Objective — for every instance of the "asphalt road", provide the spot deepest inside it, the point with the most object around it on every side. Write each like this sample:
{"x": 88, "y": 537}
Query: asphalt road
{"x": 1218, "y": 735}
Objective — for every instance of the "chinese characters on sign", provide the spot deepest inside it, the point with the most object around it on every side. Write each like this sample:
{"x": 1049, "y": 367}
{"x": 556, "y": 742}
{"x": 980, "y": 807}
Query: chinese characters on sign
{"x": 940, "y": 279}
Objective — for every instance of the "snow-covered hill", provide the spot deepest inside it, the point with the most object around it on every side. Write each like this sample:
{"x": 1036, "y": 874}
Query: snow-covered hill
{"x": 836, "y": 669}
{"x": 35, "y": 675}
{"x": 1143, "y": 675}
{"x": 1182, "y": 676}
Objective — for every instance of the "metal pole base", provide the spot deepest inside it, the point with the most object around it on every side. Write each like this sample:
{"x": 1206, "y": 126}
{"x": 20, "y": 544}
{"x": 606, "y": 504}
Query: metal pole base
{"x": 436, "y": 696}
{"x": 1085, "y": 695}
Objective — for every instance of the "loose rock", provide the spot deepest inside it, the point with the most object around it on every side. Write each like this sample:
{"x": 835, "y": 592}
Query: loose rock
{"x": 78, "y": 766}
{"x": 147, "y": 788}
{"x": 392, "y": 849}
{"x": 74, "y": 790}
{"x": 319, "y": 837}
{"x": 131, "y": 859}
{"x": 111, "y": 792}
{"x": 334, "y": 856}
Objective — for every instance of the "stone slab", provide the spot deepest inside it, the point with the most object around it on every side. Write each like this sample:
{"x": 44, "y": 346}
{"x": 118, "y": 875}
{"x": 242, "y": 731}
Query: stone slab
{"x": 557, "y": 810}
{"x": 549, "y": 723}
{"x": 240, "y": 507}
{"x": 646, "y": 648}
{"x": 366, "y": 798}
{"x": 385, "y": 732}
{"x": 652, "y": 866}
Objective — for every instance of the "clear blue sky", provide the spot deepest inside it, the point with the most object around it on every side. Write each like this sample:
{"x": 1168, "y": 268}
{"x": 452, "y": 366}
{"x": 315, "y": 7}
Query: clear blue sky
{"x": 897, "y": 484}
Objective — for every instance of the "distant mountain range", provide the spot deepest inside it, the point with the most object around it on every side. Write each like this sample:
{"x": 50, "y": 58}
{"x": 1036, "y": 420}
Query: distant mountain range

════════════════

Write down all the entries again without a single difference.

Objective — for every instance of the "asphalt road", provide the spot deepest inside it, the point with the most object around it on every side. Write each like this sample:
{"x": 88, "y": 537}
Query: asphalt road
{"x": 1218, "y": 735}
Objective — for every instance of the "chinese characters on sign", provide the spot deepest inside it, the point with the most object around it on every side. Write each like this sample:
{"x": 1049, "y": 367}
{"x": 556, "y": 742}
{"x": 980, "y": 807}
Query: chinese characters on sign
{"x": 940, "y": 279}
Objective — for every instance of the "snow-covered hill", provide the spot deepest inside it, the point with the most object around it on every side. Write each like this sample:
{"x": 1036, "y": 874}
Query: snow-covered hill
{"x": 836, "y": 669}
{"x": 35, "y": 675}
{"x": 1143, "y": 675}
{"x": 1182, "y": 676}
Objective — for every instance of the "metal pole base", provide the spot deepest inside it, the point with the most object around it on every side. Write each like this sample:
{"x": 1206, "y": 126}
{"x": 20, "y": 544}
{"x": 606, "y": 504}
Query: metal pole base
{"x": 436, "y": 696}
{"x": 1085, "y": 695}
Objective — for every instance of the "loose rock", provide the spot deepest inside it, the point with the most object around it on every side. Write each like this sample:
{"x": 835, "y": 592}
Query: loose rock
{"x": 78, "y": 766}
{"x": 147, "y": 788}
{"x": 392, "y": 849}
{"x": 74, "y": 790}
{"x": 319, "y": 837}
{"x": 131, "y": 859}
{"x": 111, "y": 792}
{"x": 334, "y": 856}
Objective — for every instance of the "stone slab", provide the spot deepest inside it, the point with the most object around it on every side. Write each like this sample:
{"x": 44, "y": 346}
{"x": 118, "y": 875}
{"x": 242, "y": 731}
Query: stone slab
{"x": 557, "y": 810}
{"x": 549, "y": 723}
{"x": 240, "y": 507}
{"x": 646, "y": 648}
{"x": 366, "y": 798}
{"x": 385, "y": 732}
{"x": 652, "y": 866}
Objective — for every instance of the "clear blue sky", provide the spot deepest inside it, the point with the most object around it on every side. Write each like this sample:
{"x": 1168, "y": 268}
{"x": 452, "y": 366}
{"x": 315, "y": 7}
Query: clear blue sky
{"x": 897, "y": 484}
Objective — for every instance of the "distant mountain range", provide the spot deepest inside it, the point with the most object around it on every side. Write each like this sample:
{"x": 50, "y": 58}
{"x": 1036, "y": 420}
Query: distant mountain range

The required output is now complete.